> _Supplied passage_:
○ ○ ○ ○ ○

17.4  Subset of Embedded MATLAB Supported by Reactis

This section describes the subset of EML that constitutes REML. REML supports the following aspects of EML. Note that in some cases not all aspects of a feature are supported. For example, a function might not support all numbers and types of input arguments.

17.4.1  Syntax

While REML generally supports the rich EML notation for defining matrices, REML does impose some syntax restrictions. The most prominent restriction is that if any element of a row is a non-trivial expression, then the row must be delimited with commas instead of spaces. For example, if a = 5 and b = 4 then [ a + b -4 -3 ] is a valid EML matrix which evaluates to [ 9 -4 -3 ]. The REML syntax does not allow this expression. Instead it requires it to be written [ a + b, -4, -3 ].

Literals with the prefix “0x” followed by one or more digits 0-9 or letters in the range A-F shall be interpreted as hexadecimal unsigned integers of the smallest size uint8, uint16, or uint32 that can represent the number. If a hexadecimal literal has a suffix in the set u8, u16, u32, s8, s16, s32, the token shall be interpreted as a hexadecimal integer with type corresponding to its suffix:

Suffix Type of Literal
u8uint8
u16uint16
u32uint32
s8int8
s16int16
s32int32

17.4.2  Types

  • double, single, uint8, int8, uint16, int16, uint32, int32, fixed point types with binary point scaling, logical, string 1, enumerations 2, structures 3

17.4.3  Control Flow

  • if statements
  • while loops
  • for loops
  • switch statement
  • break statement
  • continue statement
  • return statement

17.4.4  User-Defined Functions, Subfunctions, and External Functions

  • local and persistent variables

17.4.5  Array Indexing

  • scalar indexing, e.g. x(4)

○ ○ ○ ○ ○

[Labeled region records]
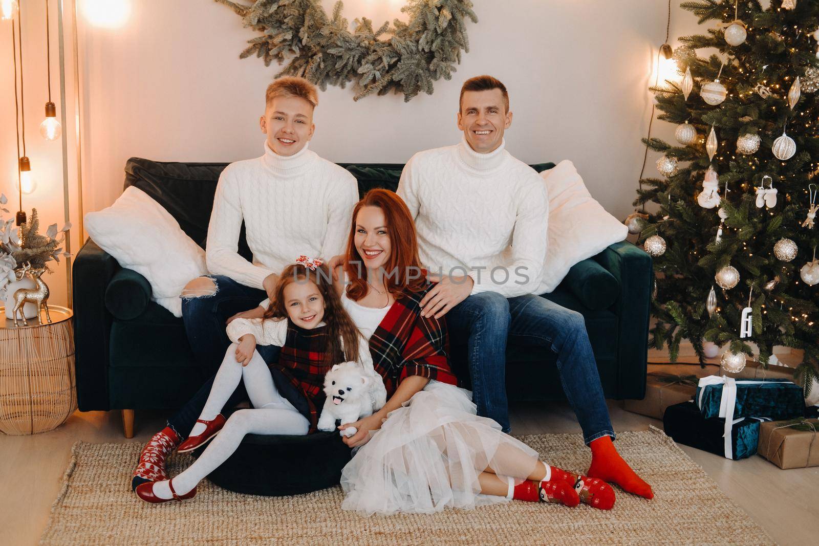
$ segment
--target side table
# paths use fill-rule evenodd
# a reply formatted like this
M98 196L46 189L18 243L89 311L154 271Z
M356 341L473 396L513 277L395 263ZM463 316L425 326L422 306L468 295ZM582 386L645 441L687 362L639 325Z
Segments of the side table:
M4 312L0 307L0 313ZM29 326L0 319L0 431L12 435L52 431L77 408L74 314L48 305L52 322Z

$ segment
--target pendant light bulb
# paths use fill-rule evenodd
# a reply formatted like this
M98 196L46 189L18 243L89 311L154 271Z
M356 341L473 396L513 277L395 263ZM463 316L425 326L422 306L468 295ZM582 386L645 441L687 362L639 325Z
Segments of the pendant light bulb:
M31 161L28 157L20 158L20 192L29 195L37 189L37 181L31 174Z
M17 16L20 6L16 0L0 0L0 19L8 20Z
M62 134L62 125L57 120L57 107L46 102L46 119L40 124L40 134L46 140L57 140Z

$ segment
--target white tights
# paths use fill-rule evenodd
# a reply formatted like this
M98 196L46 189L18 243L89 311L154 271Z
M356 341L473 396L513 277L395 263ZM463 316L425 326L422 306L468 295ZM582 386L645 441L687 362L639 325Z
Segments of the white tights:
M278 394L270 370L259 352L254 351L251 361L242 367L236 362L236 347L237 344L233 343L228 348L200 418L210 421L215 417L240 381L244 381L253 409L240 409L231 415L196 463L174 478L174 490L177 494L184 494L192 490L202 478L227 460L247 434L305 435L310 429L307 418ZM195 432L192 431L192 434ZM173 496L168 481L155 483L153 490L154 494L161 499Z

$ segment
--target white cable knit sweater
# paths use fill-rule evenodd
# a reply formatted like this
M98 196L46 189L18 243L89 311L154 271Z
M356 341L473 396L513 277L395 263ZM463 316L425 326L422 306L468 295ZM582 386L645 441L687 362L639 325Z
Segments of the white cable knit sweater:
M415 219L421 262L431 273L468 273L473 294L536 291L546 255L546 186L506 151L505 141L488 154L463 138L415 154L398 195Z
M300 255L329 259L340 254L358 201L355 177L307 146L289 157L265 142L265 155L222 171L208 226L211 274L261 288ZM253 263L238 255L244 219Z

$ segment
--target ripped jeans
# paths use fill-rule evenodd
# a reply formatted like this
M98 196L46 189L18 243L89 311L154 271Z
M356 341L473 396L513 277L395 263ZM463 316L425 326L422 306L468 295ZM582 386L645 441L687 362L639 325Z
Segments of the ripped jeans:
M251 288L229 277L208 277L216 285L213 293L182 296L182 319L196 361L210 375L216 373L230 345L226 321L237 313L258 307L267 297L264 290Z
M215 376L224 359L224 352L230 345L225 322L237 313L257 307L267 297L267 293L263 290L240 284L229 277L215 275L208 278L215 284L215 288L210 291L213 293L197 296L183 295L182 318L197 362L206 368L211 376ZM278 360L279 347L258 345L256 349L266 363ZM193 398L168 419L168 426L177 432L179 438L185 438L199 418L210 393L213 380L214 377L211 377ZM249 398L244 386L240 384L229 399L225 408L232 408L247 399Z

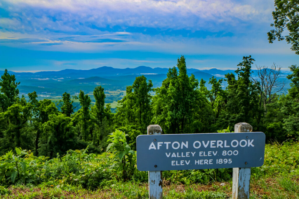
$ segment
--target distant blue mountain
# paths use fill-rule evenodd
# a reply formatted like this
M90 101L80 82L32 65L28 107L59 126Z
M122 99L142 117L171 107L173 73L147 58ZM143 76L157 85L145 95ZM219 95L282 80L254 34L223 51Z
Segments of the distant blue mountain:
M125 90L127 86L132 85L136 77L141 75L144 75L148 79L151 80L154 87L159 87L166 78L168 70L166 68L152 68L144 66L123 69L105 66L87 70L66 69L36 73L11 71L9 73L14 74L17 81L21 82L18 88L21 94L26 95L35 91L38 95L43 96L46 93L47 95L55 97L61 96L65 92L71 95L77 94L80 90L92 93L94 88L98 85L101 85L105 91ZM193 74L199 81L202 78L206 81L206 86L208 88L210 86L208 82L213 76L219 79L224 78L225 75L228 73L232 73L235 74L234 70L222 71L216 68L203 70L187 68L187 71L188 75ZM256 76L257 71L252 70L252 71L253 76ZM0 71L2 74L4 72ZM283 77L280 81L286 79ZM289 82L286 80L286 86L288 85ZM223 83L224 86L226 85L226 82L223 82Z

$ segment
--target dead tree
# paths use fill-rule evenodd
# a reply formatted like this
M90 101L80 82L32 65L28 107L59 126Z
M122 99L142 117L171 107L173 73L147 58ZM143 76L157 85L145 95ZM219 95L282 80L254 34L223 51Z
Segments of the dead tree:
M256 78L251 76L251 78L255 82L260 83L261 95L260 107L262 103L266 111L266 105L271 103L276 94L283 88L284 82L280 81L279 79L282 76L283 73L281 71L281 67L277 67L275 63L273 63L270 68L265 66L256 66L257 70L257 76Z

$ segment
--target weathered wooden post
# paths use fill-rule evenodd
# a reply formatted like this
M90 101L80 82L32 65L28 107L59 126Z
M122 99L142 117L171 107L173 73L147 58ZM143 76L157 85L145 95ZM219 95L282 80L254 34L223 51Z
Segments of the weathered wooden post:
M235 125L235 133L251 132L252 127L245 122ZM246 165L247 163L245 162ZM249 199L251 168L233 168L232 199Z
M151 124L147 127L148 135L162 134L162 129L158 124ZM157 166L155 166L156 167ZM150 199L162 199L162 171L149 171Z

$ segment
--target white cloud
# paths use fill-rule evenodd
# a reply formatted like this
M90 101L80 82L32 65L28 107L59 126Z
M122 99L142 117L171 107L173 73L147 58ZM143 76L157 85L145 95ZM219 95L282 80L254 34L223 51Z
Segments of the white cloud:
M270 1L265 1L266 2ZM271 10L261 2L232 0L4 0L7 9L33 31L75 32L113 27L225 30L220 24L243 26L242 21L269 22ZM4 6L2 5L2 7ZM22 10L22 11L21 11ZM20 14L20 13L21 14ZM241 21L241 22L239 21ZM29 22L30 21L30 22ZM25 27L19 28L25 29ZM89 31L89 28L86 28Z

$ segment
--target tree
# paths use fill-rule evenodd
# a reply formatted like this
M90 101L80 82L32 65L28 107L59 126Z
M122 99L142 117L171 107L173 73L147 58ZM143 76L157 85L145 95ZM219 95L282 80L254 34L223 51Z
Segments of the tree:
M42 125L39 153L52 158L57 153L63 154L69 149L75 149L76 137L71 118L61 114L52 114L49 117Z
M90 114L89 107L91 100L87 94L84 95L84 92L80 90L79 100L81 108L80 110L80 121L81 124L81 138L85 141L90 140L92 137L91 131Z
M266 104L271 103L276 96L276 94L283 88L284 83L279 81L283 73L281 67L277 68L273 64L270 68L267 66L256 66L257 69L257 78L251 77L251 80L255 82L259 82L260 86L260 107L263 104L265 111Z
M217 98L223 94L224 91L222 86L223 80L223 79L220 79L217 81L217 79L214 76L210 78L209 83L212 85L212 89L208 95L212 108L214 106Z
M2 153L21 147L33 149L34 134L28 122L31 116L32 105L25 98L18 99L4 112L0 113L0 151Z
M291 43L291 49L299 54L299 0L275 0L275 10L272 12L274 22L271 24L275 30L268 33L268 40L272 43L277 39L278 41L285 39ZM282 35L285 28L288 35Z
M285 115L283 126L289 136L299 137L299 67L292 65L289 67L292 73L287 76L292 81L289 93L280 101L283 106L281 111Z
M49 116L51 114L58 114L58 110L54 102L48 99L38 101L36 100L37 96L35 91L28 94L30 101L33 105L33 126L36 132L35 138L36 155L39 154L39 144L41 135L42 132L42 125L49 120ZM43 142L42 140L41 142ZM45 141L43 141L45 142Z
M74 101L71 100L71 95L69 93L65 92L62 94L63 104L61 107L61 112L68 117L70 117L74 112L74 107L73 106Z
M150 105L152 90L152 81L147 82L144 76L137 77L132 85L135 100L134 112L136 114L137 122L140 128L146 129L151 120L151 108Z
M94 89L93 94L95 99L95 104L93 107L94 109L94 116L96 120L96 122L100 124L105 117L104 107L106 96L104 93L104 88L100 86L97 86Z
M14 75L10 75L5 69L0 79L0 106L2 111L6 111L18 97L19 90L17 87L19 84L19 82L16 82Z

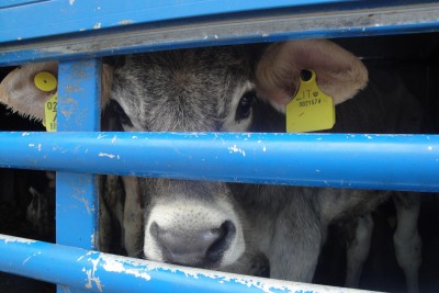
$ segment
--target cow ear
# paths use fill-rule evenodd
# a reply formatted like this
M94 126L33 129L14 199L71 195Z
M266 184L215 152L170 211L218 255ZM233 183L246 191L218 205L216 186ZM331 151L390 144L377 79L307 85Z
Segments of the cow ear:
M44 120L44 103L55 91L45 92L36 88L34 78L41 71L58 75L56 63L30 64L11 71L0 83L0 102L22 115Z
M258 94L285 112L300 86L301 70L316 72L317 84L341 103L368 83L368 70L350 52L326 40L302 40L270 45L256 70Z
M47 71L57 77L58 65L57 63L40 63L14 69L0 83L0 102L24 116L44 121L44 103L54 95L56 90L46 92L36 88L34 78L41 71ZM113 69L104 64L101 79L102 106L105 106L110 99Z

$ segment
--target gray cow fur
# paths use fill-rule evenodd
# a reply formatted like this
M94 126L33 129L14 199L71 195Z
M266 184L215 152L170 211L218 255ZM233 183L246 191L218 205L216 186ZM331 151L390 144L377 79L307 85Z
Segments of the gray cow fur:
M336 104L354 97L368 81L360 60L323 40L181 49L113 59L103 70L102 104L109 109L116 103L124 131L278 131L277 115L261 114L263 111L248 109L248 104L263 108L263 102L255 102L258 98L283 112L297 89L302 69L316 71L320 89ZM0 100L43 120L35 110L42 105L34 98L44 101L48 95L18 82L41 70L56 74L56 65L16 69L1 83ZM369 94L360 92L359 104L354 104L358 98L346 102L346 114L337 113L342 126L336 131L364 131L358 120L375 124L371 115L391 120L383 109L374 108L385 104L386 95L367 91ZM392 108L384 110L396 113ZM405 116L397 116L396 122L398 119ZM383 129L391 131L394 128ZM123 183L114 183L112 177L106 180L124 185L124 203L113 189L104 194L117 202L116 217L124 226L122 239L128 255L143 251L151 260L241 273L255 273L252 261L260 262L262 255L271 278L305 282L312 281L328 225L365 216L391 195L386 191L150 178L122 178ZM102 223L109 221L102 218ZM264 259L262 263L266 266Z

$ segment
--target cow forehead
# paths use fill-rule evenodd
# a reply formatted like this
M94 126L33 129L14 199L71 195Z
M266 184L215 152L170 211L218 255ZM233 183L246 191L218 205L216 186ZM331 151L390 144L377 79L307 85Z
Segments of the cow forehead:
M250 78L241 47L132 55L114 71L112 98L136 128L217 131Z

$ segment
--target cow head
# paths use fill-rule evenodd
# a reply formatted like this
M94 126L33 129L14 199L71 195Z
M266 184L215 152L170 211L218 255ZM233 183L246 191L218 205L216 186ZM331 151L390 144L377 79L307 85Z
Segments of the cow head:
M361 61L324 40L155 52L103 68L103 104L114 104L123 128L136 132L247 131L254 101L269 101L283 112L302 69L316 72L319 88L336 104L368 80ZM0 86L0 100L43 120L49 97L32 81L41 70L55 72L56 65L11 72ZM243 207L226 183L140 178L138 184L146 202L147 259L217 269L246 250Z

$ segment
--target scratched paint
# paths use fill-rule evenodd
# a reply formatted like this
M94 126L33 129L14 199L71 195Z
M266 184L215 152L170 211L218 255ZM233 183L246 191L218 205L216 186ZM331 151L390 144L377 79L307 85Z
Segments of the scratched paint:
M32 244L36 243L36 240L24 239L24 238L18 238L18 237L8 236L8 235L0 235L0 240L3 240L5 244L18 243L18 244L27 244L27 245L32 245Z

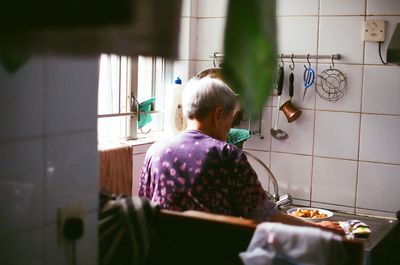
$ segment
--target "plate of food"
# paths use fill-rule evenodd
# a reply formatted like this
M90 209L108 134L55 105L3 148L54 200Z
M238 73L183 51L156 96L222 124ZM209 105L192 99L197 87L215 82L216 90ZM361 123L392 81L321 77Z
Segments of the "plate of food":
M333 216L331 211L308 207L292 208L288 210L287 213L297 218L312 222L325 221Z

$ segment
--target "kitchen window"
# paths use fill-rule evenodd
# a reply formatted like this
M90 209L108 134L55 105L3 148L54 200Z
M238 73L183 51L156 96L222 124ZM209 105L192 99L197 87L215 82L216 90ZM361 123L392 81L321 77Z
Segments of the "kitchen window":
M98 140L138 139L162 132L163 88L171 80L171 69L171 63L163 58L102 54L98 87ZM138 104L153 98L151 109L140 112L138 123ZM143 119L148 121L149 117L151 121L140 127Z

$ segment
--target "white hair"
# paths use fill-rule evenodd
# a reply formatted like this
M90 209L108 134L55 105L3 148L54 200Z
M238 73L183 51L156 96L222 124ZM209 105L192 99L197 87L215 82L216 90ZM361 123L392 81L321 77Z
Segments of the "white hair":
M224 113L237 106L236 94L223 81L212 77L192 78L182 94L183 115L188 119L199 119L221 106Z

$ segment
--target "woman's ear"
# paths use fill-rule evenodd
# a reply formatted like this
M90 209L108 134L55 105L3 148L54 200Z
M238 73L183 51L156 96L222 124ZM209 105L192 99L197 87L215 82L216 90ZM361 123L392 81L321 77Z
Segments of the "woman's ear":
M220 121L224 117L224 110L222 107L216 107L214 110L214 120L216 122Z

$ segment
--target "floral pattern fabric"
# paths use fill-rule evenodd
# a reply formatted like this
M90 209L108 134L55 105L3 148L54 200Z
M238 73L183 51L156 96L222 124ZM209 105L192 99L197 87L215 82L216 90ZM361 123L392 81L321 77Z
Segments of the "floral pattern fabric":
M267 193L239 148L189 130L149 148L139 196L164 209L245 216Z

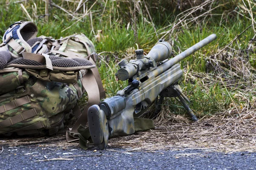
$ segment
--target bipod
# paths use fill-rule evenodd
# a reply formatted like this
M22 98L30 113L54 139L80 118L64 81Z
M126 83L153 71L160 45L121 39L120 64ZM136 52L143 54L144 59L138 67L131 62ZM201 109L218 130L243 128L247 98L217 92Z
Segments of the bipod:
M179 85L172 85L162 91L159 95L160 97L155 100L156 110L154 113L153 117L155 117L161 111L161 105L164 97L177 97L182 103L183 106L187 111L187 114L191 118L193 122L196 122L198 119L194 114L193 111L190 109L188 103L190 102L189 100L182 93L180 87Z

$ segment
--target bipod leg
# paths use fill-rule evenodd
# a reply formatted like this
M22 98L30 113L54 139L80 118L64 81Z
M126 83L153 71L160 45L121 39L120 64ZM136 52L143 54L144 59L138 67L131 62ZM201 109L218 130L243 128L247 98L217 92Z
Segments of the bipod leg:
M197 118L196 116L194 114L193 111L190 109L188 103L190 102L189 100L186 97L186 96L182 93L180 87L179 85L173 85L169 86L164 90L160 94L160 96L163 97L163 99L164 97L178 97L180 99L180 100L182 103L183 106L187 112L187 114L190 116L191 119L193 122L196 122L198 120L198 119ZM161 98L160 99L161 99ZM160 99L159 100L160 100ZM163 102L163 100L162 101ZM158 102L157 103L159 103ZM159 107L160 106L158 105L157 105L156 111L158 111L158 109L159 108ZM160 108L160 111L161 110Z
M156 104L156 110L153 115L151 116L151 118L153 119L156 117L158 113L161 111L162 109L162 104L163 104L163 97L160 96L159 99L156 99L155 104Z
M192 110L191 109L190 109L190 108L189 108L189 105L188 105L187 103L186 102L186 101L184 99L184 98L182 96L182 95L181 94L180 94L180 95L178 95L177 97L180 99L180 102L181 102L181 103L182 103L184 108L185 108L185 109L186 110L187 114L189 116L190 116L190 117L191 118L191 120L193 122L197 121L198 120L198 118L196 116L195 116L195 114L194 114L193 110Z

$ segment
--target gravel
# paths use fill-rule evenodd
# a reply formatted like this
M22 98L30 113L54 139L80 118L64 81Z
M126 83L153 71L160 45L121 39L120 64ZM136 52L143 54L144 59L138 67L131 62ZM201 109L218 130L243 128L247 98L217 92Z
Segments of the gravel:
M85 151L78 147L63 148L39 144L3 148L0 170L252 170L256 167L256 152L226 153L203 148L135 151L116 147ZM52 159L59 158L67 160Z

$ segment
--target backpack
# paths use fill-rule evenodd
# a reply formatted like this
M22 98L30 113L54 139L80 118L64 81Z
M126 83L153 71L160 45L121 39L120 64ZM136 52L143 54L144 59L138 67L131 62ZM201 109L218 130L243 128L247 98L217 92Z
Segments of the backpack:
M10 26L0 45L0 135L51 135L75 116L67 131L78 140L87 110L105 96L95 62L97 55L84 35L55 40L36 37L37 28L22 21ZM77 103L86 91L81 113Z

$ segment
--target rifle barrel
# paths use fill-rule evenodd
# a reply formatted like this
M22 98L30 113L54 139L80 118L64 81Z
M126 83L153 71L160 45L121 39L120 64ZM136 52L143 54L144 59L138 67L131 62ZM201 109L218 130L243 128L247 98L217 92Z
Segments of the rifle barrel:
M154 72L155 77L159 75L166 70L171 68L177 62L179 62L197 51L199 49L209 43L216 39L216 37L217 36L216 36L216 34L213 34L205 38L202 40L195 44L190 48L182 52L178 55L175 56L172 59L170 59L169 61L163 65L159 66L156 69L152 71L152 72Z

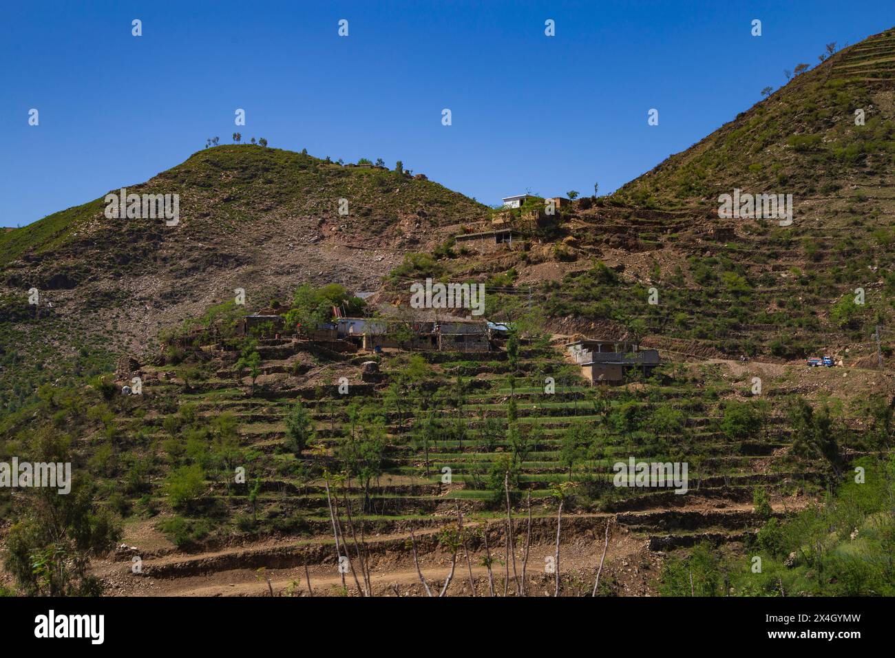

○ ○ ○ ○ ○

> _Short problem_: According to the section on the Embedded MATLAB subset supported by Reactis, how must a matrix row be delimited if any of its elements is a non-trivial expression?

> _Written solution_: It must be delimited with commas instead of spaces.